↓

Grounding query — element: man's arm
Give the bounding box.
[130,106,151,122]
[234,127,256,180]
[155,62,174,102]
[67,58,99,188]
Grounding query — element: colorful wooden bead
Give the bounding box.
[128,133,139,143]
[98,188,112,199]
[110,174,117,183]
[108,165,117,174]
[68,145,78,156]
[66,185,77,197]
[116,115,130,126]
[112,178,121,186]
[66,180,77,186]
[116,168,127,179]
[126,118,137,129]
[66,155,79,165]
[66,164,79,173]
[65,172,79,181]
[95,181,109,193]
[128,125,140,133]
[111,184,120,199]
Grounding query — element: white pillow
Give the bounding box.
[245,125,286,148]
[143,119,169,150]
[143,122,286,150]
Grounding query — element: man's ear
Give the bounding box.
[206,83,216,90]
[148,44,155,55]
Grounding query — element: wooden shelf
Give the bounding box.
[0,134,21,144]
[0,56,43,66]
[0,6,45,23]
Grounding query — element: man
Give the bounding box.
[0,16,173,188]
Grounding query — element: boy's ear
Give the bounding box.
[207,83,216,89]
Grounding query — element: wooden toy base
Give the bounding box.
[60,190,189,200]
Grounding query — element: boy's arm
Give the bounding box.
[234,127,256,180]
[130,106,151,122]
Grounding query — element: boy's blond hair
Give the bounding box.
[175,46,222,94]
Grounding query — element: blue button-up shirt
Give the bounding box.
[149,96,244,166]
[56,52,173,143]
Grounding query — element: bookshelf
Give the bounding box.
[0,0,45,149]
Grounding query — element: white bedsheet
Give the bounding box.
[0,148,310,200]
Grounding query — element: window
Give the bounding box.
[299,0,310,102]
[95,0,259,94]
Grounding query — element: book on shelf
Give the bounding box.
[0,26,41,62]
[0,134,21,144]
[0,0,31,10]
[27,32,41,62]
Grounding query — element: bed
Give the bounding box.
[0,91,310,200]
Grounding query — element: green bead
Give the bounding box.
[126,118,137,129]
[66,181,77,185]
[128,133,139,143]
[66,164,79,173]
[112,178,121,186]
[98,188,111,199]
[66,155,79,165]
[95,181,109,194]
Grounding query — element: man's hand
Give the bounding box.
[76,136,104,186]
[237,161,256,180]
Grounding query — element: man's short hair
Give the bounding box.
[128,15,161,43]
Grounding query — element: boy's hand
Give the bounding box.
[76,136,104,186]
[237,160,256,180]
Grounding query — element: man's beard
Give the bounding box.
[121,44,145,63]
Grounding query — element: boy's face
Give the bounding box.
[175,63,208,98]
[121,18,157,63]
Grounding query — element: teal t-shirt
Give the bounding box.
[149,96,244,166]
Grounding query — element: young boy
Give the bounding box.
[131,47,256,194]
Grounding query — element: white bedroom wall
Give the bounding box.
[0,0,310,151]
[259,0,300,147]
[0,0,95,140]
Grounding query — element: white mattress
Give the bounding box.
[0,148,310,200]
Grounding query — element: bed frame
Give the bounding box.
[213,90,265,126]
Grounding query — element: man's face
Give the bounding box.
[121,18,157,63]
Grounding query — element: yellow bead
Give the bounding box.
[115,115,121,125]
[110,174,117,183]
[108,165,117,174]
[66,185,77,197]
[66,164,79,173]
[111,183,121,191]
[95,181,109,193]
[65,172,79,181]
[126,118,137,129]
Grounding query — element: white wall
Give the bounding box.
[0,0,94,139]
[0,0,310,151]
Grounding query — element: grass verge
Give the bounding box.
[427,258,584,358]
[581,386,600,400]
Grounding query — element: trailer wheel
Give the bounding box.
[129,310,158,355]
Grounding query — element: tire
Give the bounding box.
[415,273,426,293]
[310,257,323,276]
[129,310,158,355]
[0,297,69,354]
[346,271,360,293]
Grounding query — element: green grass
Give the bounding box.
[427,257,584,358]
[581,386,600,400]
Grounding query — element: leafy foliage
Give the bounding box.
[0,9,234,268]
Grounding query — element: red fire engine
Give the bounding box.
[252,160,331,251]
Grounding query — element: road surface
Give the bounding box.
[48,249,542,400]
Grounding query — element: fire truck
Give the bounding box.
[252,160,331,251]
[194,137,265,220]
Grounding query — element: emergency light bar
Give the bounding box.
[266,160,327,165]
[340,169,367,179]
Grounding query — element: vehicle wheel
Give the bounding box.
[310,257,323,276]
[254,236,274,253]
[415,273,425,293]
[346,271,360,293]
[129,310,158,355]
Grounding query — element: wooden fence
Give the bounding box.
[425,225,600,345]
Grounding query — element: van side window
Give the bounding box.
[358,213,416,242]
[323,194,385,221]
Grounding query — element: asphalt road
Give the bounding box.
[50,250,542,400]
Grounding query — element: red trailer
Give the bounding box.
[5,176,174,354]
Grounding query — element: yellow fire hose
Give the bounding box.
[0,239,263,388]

↑

● Prompt
In the listing above, rename "Grounding query" to "Object search" everywhere it appears, and write out the whole listing again with nothing else changed.

● Solution
Object search — element: man's arm
Give the bounding box.
[130,106,151,122]
[234,127,256,180]
[155,62,174,102]
[67,58,99,188]
Object search — element: colorful wooden bead
Give the bounding box.
[128,133,139,143]
[98,188,112,199]
[110,174,117,183]
[108,165,117,174]
[68,145,78,156]
[66,185,77,197]
[116,115,130,126]
[112,178,121,186]
[66,180,77,186]
[116,168,127,179]
[126,118,137,129]
[66,155,79,165]
[66,164,79,173]
[65,172,79,181]
[95,181,109,193]
[128,125,140,133]
[111,184,120,199]
Object search — element: white pillow
Give the bounding box.
[245,125,286,148]
[143,119,169,150]
[143,122,286,150]
Object search — element: man's ear
Give the bounding box.
[206,83,216,90]
[148,44,155,55]
Object search — element: wooden shelf
Give the bounding box.
[0,134,21,144]
[0,56,43,66]
[0,6,45,23]
Object search — element: man
Give the bounding box.
[0,16,173,188]
Object search — element: boy's ear
Give the bounding box.
[207,83,216,89]
Object search — element: wooden toy base
Give the bounding box.
[60,190,189,200]
Object search — element: boy's arm
Give the bounding box.
[234,127,256,180]
[130,106,151,122]
Object search — element: boy's blond hair
Give the bounding box.
[175,46,222,94]
Object search — element: blue button-up shirt
Give the bounding box.
[149,96,244,166]
[56,52,173,143]
Object search — element: bookshelf
Give the bounding box.
[0,0,45,149]
Object search — element: white bedsheet
Give the bounding box.
[0,148,310,200]
Object search — element: window
Give the bounding box.
[299,0,310,102]
[95,0,259,94]
Object search — element: book on shelf
Give the bounding box.
[0,26,41,62]
[0,134,21,144]
[0,0,31,10]
[27,32,41,62]
Object search — element: bed
Give the bounding box.
[0,91,310,200]
Object search — element: green bead
Give the bounding box.
[126,118,137,129]
[66,181,77,185]
[128,133,139,143]
[66,164,79,173]
[112,178,121,186]
[98,188,111,199]
[66,155,79,165]
[95,181,109,194]
Object search — element: man's hand
Give the bounding box.
[76,136,104,186]
[237,161,256,180]
Object search — element: man's short hair
Give the bounding box.
[128,15,161,43]
Object search — element: boy's hand
Give the bounding box.
[76,136,104,186]
[237,160,256,180]
Object search — element: man's beard
Give the bounding box.
[121,44,145,63]
Object search — element: boy's face
Give the bounding box.
[175,63,208,98]
[121,18,157,63]
Object search — element: teal t-shirt
Give the bounding box.
[149,96,244,166]
Object search — element: young boy
Give the bounding box.
[131,47,256,194]
Object search — element: white bedroom wall
Give the bounding box.
[0,0,310,151]
[259,0,300,147]
[0,0,95,140]
Object search — element: white mattress
Give the bounding box.
[0,148,310,200]
Object search — element: bed frame
Give the bounding box.
[213,90,265,126]
Object search — element: man's face
Give the bounding box.
[121,18,157,63]
Object search — element: yellow bead
Give the bounding box.
[115,115,121,125]
[110,174,117,183]
[108,165,117,174]
[66,185,77,197]
[66,164,79,173]
[111,183,121,191]
[95,181,109,193]
[65,172,79,181]
[126,118,137,129]
Object search — element: white wall
Give the bounding box.
[0,0,94,139]
[0,0,310,151]
Object search — element: grass verge
Give the bounding box.
[427,258,584,358]
[581,386,600,400]
Object search — element: trailer wheel
Give the bounding box.
[129,310,158,355]
Object search — element: tire
Give the bounding box.
[415,273,426,293]
[310,257,323,276]
[129,310,158,355]
[0,297,69,354]
[346,271,360,293]
Object search — element: green grass
Give the bounding box.
[427,257,584,358]
[581,386,600,400]
Object search — element: leafy foliage
Give the bounding box.
[0,9,234,268]
Object search — element: red fire engine
Give the bounding box.
[252,160,331,251]
Object search — element: road surface
Give the bounding box.
[48,249,542,400]
Object search — element: fire truck
Give the bounding box.
[252,160,331,251]
[194,137,265,220]
Object search — element: emergency light bar
Give the bounding box.
[266,160,327,165]
[340,169,367,179]
Object search — element: vehicle wheel
Give the bounding box.
[310,257,323,276]
[254,236,274,253]
[415,273,425,293]
[346,271,360,293]
[129,310,158,355]
Object search — element: wooden fence
Give the bounding box.
[425,225,600,345]
Object search — element: van side window
Give the bounding box.
[358,213,416,242]
[323,194,385,221]
Object search — element: asphalt road
Give the bounding box.
[50,250,542,400]
Object search — element: red trailer
Give the bounding box.
[5,176,174,354]
Object search — element: yellow fire hose
Give the bounding box.
[0,239,263,388]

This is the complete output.